Brief: Retype the line where "leg in the photo above." appears and each line that follows it down to the last line of the records below. Leave the pictures out.

Information given:

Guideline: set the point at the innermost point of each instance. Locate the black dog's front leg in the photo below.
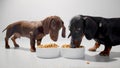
(39, 41)
(106, 51)
(32, 42)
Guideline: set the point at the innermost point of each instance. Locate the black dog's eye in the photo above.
(78, 29)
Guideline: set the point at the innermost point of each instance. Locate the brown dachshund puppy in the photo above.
(35, 30)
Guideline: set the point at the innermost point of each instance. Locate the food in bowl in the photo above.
(68, 46)
(50, 50)
(51, 45)
(72, 53)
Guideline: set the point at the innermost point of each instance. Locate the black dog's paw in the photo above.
(104, 53)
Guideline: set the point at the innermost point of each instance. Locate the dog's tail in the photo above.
(5, 29)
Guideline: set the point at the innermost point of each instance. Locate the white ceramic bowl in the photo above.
(48, 52)
(73, 53)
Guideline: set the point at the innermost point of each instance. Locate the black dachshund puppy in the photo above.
(104, 31)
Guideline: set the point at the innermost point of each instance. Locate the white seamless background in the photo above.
(35, 10)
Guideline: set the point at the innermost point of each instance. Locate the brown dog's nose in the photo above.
(76, 43)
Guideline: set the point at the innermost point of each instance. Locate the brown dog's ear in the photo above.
(90, 28)
(46, 25)
(63, 30)
(69, 35)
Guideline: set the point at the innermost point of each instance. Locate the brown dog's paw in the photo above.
(104, 53)
(92, 49)
(7, 47)
(32, 50)
(16, 45)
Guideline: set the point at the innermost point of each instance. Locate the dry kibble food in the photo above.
(68, 46)
(50, 45)
(87, 62)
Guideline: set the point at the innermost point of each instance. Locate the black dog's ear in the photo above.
(90, 28)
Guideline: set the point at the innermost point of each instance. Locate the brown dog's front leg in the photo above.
(6, 43)
(32, 44)
(97, 45)
(106, 51)
(39, 41)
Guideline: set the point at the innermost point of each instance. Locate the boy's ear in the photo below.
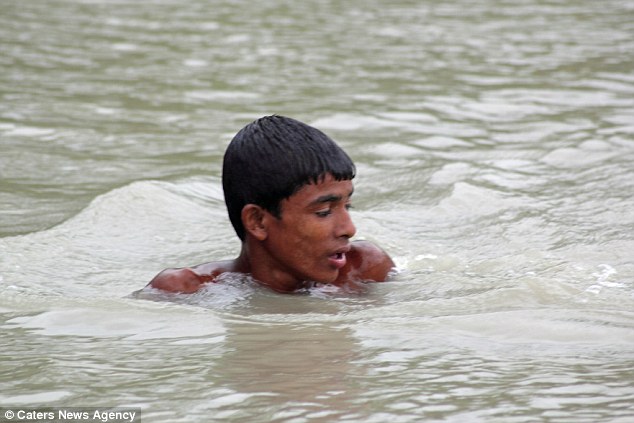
(254, 221)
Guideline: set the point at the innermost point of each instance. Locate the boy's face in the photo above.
(310, 240)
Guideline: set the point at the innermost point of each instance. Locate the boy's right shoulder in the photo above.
(188, 279)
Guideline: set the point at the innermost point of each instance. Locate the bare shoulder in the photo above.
(368, 262)
(189, 279)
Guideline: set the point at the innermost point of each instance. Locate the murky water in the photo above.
(495, 145)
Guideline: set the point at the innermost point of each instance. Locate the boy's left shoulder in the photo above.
(368, 262)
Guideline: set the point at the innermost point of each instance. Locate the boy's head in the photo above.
(272, 158)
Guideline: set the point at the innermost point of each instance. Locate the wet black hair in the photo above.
(271, 158)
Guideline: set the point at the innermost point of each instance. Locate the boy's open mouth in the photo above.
(338, 259)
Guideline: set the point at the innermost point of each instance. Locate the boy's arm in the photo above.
(368, 262)
(183, 280)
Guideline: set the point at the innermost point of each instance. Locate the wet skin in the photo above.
(309, 243)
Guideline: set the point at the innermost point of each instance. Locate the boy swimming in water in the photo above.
(288, 190)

The completed task:
Guideline: set the point at the innermost point of each instance. Locate the brown dog's front leg in the photo above.
(6, 43)
(32, 44)
(97, 45)
(106, 51)
(39, 41)
Guideline: set the point at the innermost point of each instance. Locate the boy's ear in the photo below.
(254, 221)
Guideline: set the point at the innermost point of each instance. Locate the boy's face in the photo above.
(310, 240)
Guideline: set the point at the innermost point of each instance. Locate the boy's right shoulder in the photo above.
(188, 279)
Guideline: set the point at the innermost point of each instance. Locate the bare shoulder in the photo above.
(368, 262)
(189, 279)
Guideline: set the point at the innermost point of each instance. Locate the murky water in the photo above.
(495, 145)
Guideline: set the point at the innermost point of each instance. Locate the boy's left shoulder in the photo above.
(368, 262)
Guideline: set the point at the innermost point of each instance. Locate the boy's head in the photo above.
(272, 158)
Guideline: set the point at the innermost point of each instance. Locate the wet black hair in the photo above.
(271, 158)
Guideline: set the point at the innermost point of each instance. Locate the boy's open mouth in the photo above.
(338, 259)
Guideline: set the point at the innermost point of each instance. Locate the boy's arm in the photo above.
(368, 262)
(183, 280)
Guideline: set the point at the innermost point of each instance. Locate the wet skin in the photo above.
(309, 243)
Guideline: set the point at the innermost point of each instance. Locate the boy swimming in water in the photo above.
(288, 190)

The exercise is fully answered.